AIM OF THE TASK:
Every line of the records below that holds the word "painted" belongs in the answer.

((

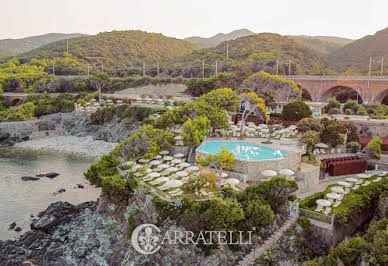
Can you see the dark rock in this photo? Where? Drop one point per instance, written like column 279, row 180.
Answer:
column 12, row 226
column 29, row 178
column 52, row 175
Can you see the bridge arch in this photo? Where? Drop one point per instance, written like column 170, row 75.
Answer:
column 343, row 94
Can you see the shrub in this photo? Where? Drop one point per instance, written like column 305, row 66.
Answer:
column 354, row 146
column 334, row 111
column 362, row 111
column 106, row 166
column 358, row 201
column 375, row 147
column 351, row 105
column 309, row 123
column 348, row 112
column 296, row 111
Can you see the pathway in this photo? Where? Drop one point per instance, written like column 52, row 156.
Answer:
column 257, row 252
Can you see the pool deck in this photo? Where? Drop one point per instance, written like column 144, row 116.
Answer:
column 291, row 146
column 252, row 168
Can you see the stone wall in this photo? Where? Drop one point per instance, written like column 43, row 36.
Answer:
column 333, row 236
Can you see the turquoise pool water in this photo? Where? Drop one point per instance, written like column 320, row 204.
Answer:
column 243, row 150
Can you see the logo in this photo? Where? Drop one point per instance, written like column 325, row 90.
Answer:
column 145, row 239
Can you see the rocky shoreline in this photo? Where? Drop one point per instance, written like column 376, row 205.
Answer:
column 81, row 146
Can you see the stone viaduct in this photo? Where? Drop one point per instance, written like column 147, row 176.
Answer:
column 373, row 89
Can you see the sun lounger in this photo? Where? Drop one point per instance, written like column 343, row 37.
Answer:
column 327, row 210
column 366, row 183
column 338, row 202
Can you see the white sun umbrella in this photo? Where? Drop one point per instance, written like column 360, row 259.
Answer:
column 339, row 190
column 164, row 152
column 164, row 166
column 181, row 174
column 144, row 160
column 351, row 180
column 136, row 167
column 184, row 165
column 173, row 183
column 269, row 173
column 155, row 162
column 176, row 161
column 333, row 196
column 286, row 172
column 322, row 145
column 168, row 158
column 153, row 175
column 172, row 170
column 160, row 180
column 192, row 169
column 362, row 176
column 323, row 202
column 345, row 184
column 232, row 181
column 129, row 163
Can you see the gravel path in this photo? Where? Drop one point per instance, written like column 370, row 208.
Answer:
column 83, row 146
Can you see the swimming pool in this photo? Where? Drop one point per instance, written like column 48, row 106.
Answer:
column 243, row 150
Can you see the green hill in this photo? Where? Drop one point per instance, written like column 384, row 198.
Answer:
column 218, row 38
column 260, row 52
column 116, row 49
column 355, row 56
column 17, row 46
column 322, row 44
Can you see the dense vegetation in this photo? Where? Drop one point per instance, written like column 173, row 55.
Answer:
column 355, row 56
column 353, row 204
column 17, row 46
column 116, row 50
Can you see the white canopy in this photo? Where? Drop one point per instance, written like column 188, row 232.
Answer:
column 323, row 202
column 155, row 162
column 176, row 161
column 232, row 181
column 333, row 196
column 351, row 180
column 345, row 184
column 362, row 176
column 153, row 175
column 181, row 173
column 143, row 160
column 192, row 169
column 322, row 145
column 338, row 190
column 164, row 166
column 184, row 165
column 173, row 183
column 269, row 173
column 286, row 172
column 168, row 158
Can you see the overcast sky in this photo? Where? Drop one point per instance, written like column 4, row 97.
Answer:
column 184, row 18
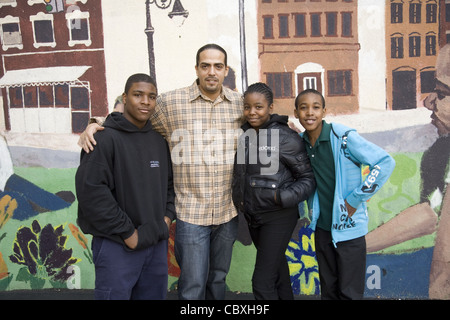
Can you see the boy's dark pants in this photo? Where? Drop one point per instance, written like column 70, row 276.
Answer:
column 122, row 274
column 342, row 269
column 271, row 236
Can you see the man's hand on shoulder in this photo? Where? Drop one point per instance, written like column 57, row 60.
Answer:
column 87, row 141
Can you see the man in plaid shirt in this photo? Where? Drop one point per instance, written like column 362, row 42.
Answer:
column 201, row 123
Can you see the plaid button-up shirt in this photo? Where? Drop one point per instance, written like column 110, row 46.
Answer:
column 202, row 137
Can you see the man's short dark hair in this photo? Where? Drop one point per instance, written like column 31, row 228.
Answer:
column 211, row 46
column 138, row 77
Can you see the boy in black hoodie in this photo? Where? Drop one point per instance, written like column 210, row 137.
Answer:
column 126, row 199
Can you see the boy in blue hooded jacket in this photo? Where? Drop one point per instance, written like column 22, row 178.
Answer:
column 339, row 211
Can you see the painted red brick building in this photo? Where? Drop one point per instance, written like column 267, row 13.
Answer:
column 52, row 66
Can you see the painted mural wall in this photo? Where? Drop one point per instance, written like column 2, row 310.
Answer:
column 63, row 61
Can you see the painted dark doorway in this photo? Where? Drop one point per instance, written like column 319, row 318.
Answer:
column 404, row 90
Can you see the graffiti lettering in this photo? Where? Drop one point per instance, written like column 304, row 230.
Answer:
column 74, row 281
column 374, row 280
column 346, row 223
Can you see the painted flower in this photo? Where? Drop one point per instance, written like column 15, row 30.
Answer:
column 7, row 208
column 42, row 251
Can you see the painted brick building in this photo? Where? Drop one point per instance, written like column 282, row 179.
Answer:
column 412, row 46
column 310, row 44
column 52, row 67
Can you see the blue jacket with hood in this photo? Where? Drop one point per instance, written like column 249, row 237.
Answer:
column 350, row 151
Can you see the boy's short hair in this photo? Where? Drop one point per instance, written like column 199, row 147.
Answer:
column 301, row 94
column 211, row 46
column 138, row 77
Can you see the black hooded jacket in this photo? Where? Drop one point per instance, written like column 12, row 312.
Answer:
column 271, row 173
column 125, row 183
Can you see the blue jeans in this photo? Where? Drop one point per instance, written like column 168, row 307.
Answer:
column 204, row 256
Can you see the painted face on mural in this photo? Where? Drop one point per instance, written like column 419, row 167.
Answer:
column 310, row 112
column 211, row 72
column 140, row 102
column 439, row 103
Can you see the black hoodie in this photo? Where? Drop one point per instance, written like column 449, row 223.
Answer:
column 125, row 183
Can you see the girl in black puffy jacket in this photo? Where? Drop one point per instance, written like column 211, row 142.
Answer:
column 272, row 175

))

PROBLEM SOLUTION:
Can you see the painted red brick building in this photo? Where? Drop one point per instance, written like column 267, row 13.
Can you see the painted mural wall in this photo? Where? Drop one point per instance, written like column 2, row 310.
Can you see the painted dark doorway in this photo? Where? Drop one point per instance, written like column 319, row 318.
Can you see the painted flower in this photo? Where? Drop one point per instance, written like column 15, row 30.
Can you see the painted brick building in this photo? Where? Drop one point per instance, written like column 282, row 179.
Can you see the painted face on mural in this photo? Where? Drop one point per instance, written like column 419, row 167.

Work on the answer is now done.